If the inclusion is generated-by we need to show h surjective. Since \(\mathbb {C}_{\varOmega '^{+}/\vec{E'}_{\varOmega '^{+}},B'_{\varOmega '^{+}}}\) and \(\mathbb {C}_{\varOmega ^{+}/\vec{E}_{\varOmega ^{+}},B_{\varOmega ^{+}}}\) are initial \(\varOmega '^{+}\)-, resp. \(\varOmega ^{+}\)-, algebras, we have surjective \(\varOmega '^{+}\)-, resp. \(\varOmega ^{+}\)-, homomorphisms \(q' : \mathbb {T}_{\varOmega '^{+}}\rightarrow \mathbb {C}_{\varOmega '^{+}/\vec{E'}_{\varOmega '^{+}},B'_{\varOmega '^{+}}}\) and \(q: \mathbb {T}_{\varOmega ^{+}} \rightarrow \mathbb {C}_{\varOmega ^{+}/\vec{E}_{\varOmega ^{+}},B_{\varOmega ^{+}}}\). But conditions (a)–(b) in (2) mean that \(\mathbb {T}_{\varOmega '^{+}}|_{\varOmega ^{+}} = \mathbb {T}_{\varOmega ^{+}}\), which forces the unique \(\varOmega ^{+}\)-homomorphism \(\mathbb {T}_{\varOmega ^{+}} \rightarrow \mathbb {C}_{\varOmega '^{+}/\vec{E'}_{\varOmega '^{+}},B'_{\varOmega '^{+}}}|_{\varOmega ^{+}}\) to be \(q'|_{\varOmega }\) and therefore surjective, and, by initiality of \(\mathbb {T}_{\varOmega ^{+}}\), the homomorphism identity \(q ; h = q'|_{\varOmega ^{+}}\), which by \(q'|_{\varOmega ^{+}}\) surjective forces h to be surjective.

☆ ☆ ☆ ☆ ☆

-- EXERCISE TASKS --
(a) Name every map in the proof excerpt that is denoted by a single letter (with or without a prime) and is stated to be surjective.
(b) From the entries below, extract each line that contains the word "Then".

-- MATERIAL FOR THE TASK --
☆ ☆ ☆ ☆ ☆

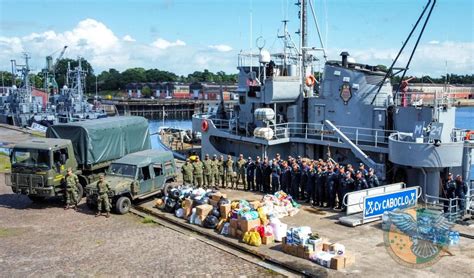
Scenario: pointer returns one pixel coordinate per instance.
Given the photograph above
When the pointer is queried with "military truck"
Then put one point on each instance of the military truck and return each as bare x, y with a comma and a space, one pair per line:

☆ ☆ ☆ ☆ ☆

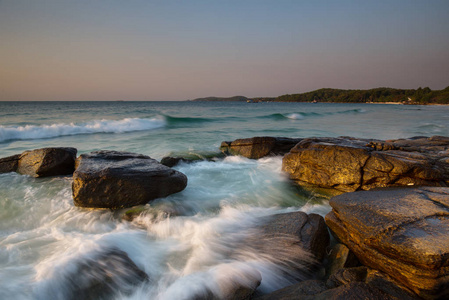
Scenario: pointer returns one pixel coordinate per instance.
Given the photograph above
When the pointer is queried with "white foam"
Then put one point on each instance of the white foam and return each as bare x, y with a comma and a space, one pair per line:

☆ ☆ ☆ ☆ ☆

-- EXPECTED RESULTS --
(a) q′, q, h

(b)
Then put one point on each instance of the military truck and return each as bare x, y with a comma and a space, one pair per line:
Then put one point on each instance of the white foam and return each as bare x, y with a comma and a space, one pair per line:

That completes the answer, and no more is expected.